--- DOCUMENT PASSAGE Enclosed Below ---

The ancient Egyptians were one of the first cultures to widely divide days into generally agreed-upon equal parts, using early timekeeping devices such as sundials, shadow clocks, and merkhets (plumb-lines used by early astronomers).
The clock was split into daytime and nighttime, and then into smaller hours.

==Sundials and shadow clocks==
Despite Herodotus's attribution of the invention of the sundial to the Babylonians in 430 BCE, the earliest known sundials were simple gnomons of Egyptian origin invented around 3500 BCE . More complex devices were developed over time, the earliest surviving one is a limestone sundial that dates back to 1500 BCE, discovered in the Valley of the Kings in 2013. It was found in a housing area of construction workers and its division of daytime into 12 parts was possibly used to measure work hours.

--- End of Enclosed DOCUMENT PASSAGE ---
--- EXTRACTED DATA Enclosed Below ---

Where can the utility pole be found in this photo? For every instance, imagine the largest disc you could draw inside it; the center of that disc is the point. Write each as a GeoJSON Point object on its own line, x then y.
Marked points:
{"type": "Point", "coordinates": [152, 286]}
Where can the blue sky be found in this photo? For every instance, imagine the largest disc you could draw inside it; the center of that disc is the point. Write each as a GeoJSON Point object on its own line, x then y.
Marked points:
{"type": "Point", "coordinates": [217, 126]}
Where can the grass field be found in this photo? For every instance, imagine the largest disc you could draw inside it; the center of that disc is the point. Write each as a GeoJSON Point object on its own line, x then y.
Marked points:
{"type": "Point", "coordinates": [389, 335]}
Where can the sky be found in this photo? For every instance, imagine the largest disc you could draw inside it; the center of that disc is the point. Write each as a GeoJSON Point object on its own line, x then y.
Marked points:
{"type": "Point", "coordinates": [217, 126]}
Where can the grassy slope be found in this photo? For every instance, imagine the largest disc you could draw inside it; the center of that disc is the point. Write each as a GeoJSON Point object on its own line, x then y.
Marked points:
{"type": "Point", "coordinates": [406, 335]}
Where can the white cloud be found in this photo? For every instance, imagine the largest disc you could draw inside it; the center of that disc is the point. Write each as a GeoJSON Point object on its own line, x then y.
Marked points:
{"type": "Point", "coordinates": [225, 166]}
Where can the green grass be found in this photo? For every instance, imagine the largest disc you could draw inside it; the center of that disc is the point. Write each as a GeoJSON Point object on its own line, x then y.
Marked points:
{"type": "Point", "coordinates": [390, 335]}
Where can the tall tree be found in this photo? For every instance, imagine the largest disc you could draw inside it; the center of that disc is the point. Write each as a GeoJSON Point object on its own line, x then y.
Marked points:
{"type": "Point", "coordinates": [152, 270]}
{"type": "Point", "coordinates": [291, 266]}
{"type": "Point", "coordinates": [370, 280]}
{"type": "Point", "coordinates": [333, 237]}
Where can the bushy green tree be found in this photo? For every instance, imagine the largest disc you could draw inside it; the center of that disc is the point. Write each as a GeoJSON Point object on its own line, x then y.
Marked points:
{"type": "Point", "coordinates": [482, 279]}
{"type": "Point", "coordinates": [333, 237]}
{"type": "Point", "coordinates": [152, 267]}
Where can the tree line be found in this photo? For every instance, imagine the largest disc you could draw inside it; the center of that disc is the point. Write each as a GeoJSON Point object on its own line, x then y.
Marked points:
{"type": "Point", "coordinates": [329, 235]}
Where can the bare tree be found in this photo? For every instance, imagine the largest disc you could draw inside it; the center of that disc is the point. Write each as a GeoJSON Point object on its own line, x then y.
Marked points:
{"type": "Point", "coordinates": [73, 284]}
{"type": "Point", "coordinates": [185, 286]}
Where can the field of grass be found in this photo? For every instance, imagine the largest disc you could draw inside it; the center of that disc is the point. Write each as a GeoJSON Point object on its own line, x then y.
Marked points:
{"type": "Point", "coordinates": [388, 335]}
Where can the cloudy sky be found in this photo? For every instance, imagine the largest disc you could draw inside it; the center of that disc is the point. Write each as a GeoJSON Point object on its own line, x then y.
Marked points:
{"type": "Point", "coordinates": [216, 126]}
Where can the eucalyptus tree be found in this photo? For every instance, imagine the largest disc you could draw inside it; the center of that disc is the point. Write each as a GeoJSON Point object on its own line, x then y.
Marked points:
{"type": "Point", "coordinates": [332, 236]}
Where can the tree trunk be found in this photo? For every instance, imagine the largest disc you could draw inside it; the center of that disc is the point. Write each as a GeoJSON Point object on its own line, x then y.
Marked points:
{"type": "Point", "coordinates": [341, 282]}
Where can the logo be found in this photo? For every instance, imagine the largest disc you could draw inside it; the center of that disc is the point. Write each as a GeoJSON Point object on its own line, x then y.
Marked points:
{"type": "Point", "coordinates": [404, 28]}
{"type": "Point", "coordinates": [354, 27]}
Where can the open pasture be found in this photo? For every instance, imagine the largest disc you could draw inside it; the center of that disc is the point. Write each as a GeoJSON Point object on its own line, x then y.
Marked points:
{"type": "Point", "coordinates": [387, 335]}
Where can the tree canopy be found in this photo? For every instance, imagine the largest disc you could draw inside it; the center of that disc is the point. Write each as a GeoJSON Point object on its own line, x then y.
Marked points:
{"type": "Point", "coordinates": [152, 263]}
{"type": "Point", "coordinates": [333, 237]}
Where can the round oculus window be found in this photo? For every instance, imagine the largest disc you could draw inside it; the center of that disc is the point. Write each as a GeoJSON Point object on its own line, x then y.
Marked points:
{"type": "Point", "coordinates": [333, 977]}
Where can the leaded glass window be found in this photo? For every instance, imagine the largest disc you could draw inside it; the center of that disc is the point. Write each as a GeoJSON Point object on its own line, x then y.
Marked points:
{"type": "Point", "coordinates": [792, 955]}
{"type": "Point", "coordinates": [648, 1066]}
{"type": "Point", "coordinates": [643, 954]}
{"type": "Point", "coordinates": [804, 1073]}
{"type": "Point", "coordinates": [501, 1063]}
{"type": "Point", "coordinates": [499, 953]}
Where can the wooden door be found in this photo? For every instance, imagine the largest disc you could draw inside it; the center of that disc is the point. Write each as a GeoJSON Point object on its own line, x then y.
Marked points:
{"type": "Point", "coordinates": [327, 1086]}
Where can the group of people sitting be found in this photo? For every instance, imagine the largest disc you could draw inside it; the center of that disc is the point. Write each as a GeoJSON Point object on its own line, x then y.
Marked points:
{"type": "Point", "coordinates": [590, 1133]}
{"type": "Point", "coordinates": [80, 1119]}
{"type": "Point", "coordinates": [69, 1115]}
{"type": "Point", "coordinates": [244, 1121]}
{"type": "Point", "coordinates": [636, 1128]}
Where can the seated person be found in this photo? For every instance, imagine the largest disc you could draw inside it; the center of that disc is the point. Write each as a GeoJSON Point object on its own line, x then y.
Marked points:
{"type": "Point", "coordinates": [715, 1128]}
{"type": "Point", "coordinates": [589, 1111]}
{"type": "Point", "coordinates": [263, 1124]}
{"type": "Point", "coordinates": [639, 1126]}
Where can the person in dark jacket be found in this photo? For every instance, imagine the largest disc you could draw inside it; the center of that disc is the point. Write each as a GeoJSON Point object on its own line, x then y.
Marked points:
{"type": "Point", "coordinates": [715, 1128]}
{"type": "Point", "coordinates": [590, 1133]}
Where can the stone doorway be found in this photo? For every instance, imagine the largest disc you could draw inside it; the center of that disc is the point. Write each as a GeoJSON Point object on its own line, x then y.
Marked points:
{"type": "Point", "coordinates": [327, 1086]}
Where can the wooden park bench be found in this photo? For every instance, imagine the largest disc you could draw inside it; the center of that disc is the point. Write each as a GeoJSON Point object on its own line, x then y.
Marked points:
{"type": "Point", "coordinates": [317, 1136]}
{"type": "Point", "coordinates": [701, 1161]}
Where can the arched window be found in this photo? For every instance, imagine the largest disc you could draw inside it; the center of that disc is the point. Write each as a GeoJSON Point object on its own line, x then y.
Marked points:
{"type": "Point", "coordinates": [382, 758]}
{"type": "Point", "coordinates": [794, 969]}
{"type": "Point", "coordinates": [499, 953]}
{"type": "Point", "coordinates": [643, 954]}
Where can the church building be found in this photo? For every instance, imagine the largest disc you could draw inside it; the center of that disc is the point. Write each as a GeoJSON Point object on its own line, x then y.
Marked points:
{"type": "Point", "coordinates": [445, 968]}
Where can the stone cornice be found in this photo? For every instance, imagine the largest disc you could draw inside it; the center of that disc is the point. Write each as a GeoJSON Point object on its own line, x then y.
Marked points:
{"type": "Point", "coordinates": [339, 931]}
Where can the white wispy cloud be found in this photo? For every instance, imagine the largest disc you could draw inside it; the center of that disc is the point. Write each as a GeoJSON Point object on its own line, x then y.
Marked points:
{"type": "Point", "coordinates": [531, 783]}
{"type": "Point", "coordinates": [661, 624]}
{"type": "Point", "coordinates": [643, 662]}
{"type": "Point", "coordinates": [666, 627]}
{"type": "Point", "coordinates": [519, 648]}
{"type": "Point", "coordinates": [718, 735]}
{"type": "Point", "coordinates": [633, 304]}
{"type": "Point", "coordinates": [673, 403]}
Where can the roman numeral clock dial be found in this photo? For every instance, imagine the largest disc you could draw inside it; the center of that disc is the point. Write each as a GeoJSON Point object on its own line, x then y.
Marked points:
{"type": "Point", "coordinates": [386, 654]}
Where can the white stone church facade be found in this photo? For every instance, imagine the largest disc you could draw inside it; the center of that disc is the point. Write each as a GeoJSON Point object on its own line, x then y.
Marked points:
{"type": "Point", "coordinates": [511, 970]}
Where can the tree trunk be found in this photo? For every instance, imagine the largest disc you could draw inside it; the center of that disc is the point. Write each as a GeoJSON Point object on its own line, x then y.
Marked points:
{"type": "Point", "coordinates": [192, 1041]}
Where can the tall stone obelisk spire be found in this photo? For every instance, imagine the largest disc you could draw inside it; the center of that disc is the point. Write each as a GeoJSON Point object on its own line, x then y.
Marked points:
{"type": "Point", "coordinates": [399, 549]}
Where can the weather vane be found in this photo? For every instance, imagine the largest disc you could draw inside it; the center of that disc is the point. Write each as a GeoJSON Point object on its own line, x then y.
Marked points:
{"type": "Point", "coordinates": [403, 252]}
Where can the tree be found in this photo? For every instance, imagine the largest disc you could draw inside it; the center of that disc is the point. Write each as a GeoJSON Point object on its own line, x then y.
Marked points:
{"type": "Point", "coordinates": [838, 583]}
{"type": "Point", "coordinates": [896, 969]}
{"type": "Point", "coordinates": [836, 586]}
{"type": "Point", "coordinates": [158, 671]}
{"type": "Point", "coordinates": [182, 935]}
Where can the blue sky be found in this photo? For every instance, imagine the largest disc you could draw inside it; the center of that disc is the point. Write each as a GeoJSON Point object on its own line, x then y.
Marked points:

--- End of Enclosed EXTRACTED DATA ---

● **ACTIVITIES**:
• a. According to the passage on ancient Egyptian timekeeping, where was the limestone sundial dating to 1500 BCE found?
• b. Extend the passage on ancient Egyptian timekeeping, beginning after its final sentence.
The records are material separate from the passage on ancient Egyptian timekeeping.

● **TASK-BY-TASK OUTPUTS**:
• a. In the Valley of the Kings, in a housing area of construction workers.

• b.
Shadow clocks were modified sundials that allowed for greater precision in determining the time of day, and were first used around 1500 BCE. Their major innovation was a modified, more precise gnomon that allowed for the division of night time into 50 parts, with an additional two "twilight hours" in the morning and evening. The shadow clock gnomon was made up of a long stem divided into six parts, as well as an elevated crossbar that cast a shadow over the marks. This early clock was positioned eastward in the morning, while at noon it was rotated to face west to measure shadows cast by the setting sun. The concept of measured shadows were adapted into larger, more public designs in the form of obelisks. Markers around the obelisk would indicate units of time, including morning and afternoon as well as the summer and winter solstices for ceremonial purposes.

==Merkhets==
Using plumb-lines called merkhets, the Egyptians could calculate time at night, provided the stars were visible. Used since at least 600 BCE, two of these instruments were aligned with Polaris, the North pole star, creating a north–south meridian. By observing certain stars as they crossed the line created with the merkhets, they could accurately gauge time.